■ Exercise details ■
From the text on leaving uncut strips of rye grass on silage fields, reproduce word for word the passage starting at "Key messages provide" and ending at "a particular interpretation.".

■ Document section ■
>> Start

Action

Leave uncut strips of rye grass on silage fields

How is the evidence assessed?
  • Effectiveness
    80%
  • Certainty
    49%
  • Harms
    not assessed

Study locations

Key messages

  • Two reviews and two replicated controlled trials from the UK found that leaving uncut strips of rye grass on silage fields resulted in benefits to birds including increased numbers. One of these studies found that whilst seed-eating birds preferred rye grass cut once only, birds that fed on different food resources such as insect-eaters showed more variable results with some preferring plots cut two or more times.
  • One replicated controlled randomized study from the UK found no difference in ground beetle abundance and diversity between cut and uncut silage field headlands in the first two years of the experiment, but higher species diversity in uncut plots in the third year.

 

About key messages

Key messages provide a descriptive index to studies we have found that test this intervention.

Studies are not directly comparable or of equal value. When making decisions based on this evidence, you should consider factors such as study size, study design, reported metrics and relevance of the study to your situation, rather than simply counting the number of studies that support a particular interpretation.

>> End

■ Collected material ■
>> Start

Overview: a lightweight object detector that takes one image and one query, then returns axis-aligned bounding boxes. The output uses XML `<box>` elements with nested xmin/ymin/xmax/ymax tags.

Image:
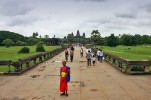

>> End

■ Expected answer ■
Key messages provide a descriptive index to studies we have found that test this intervention.

Studies are not directly comparable or of equal value. When making decisions based on this evidence, you should consider factors such as study size, study design, reported metrics and relevance of the study to your situation, rather than simply counting the number of studies that support a particular interpretation.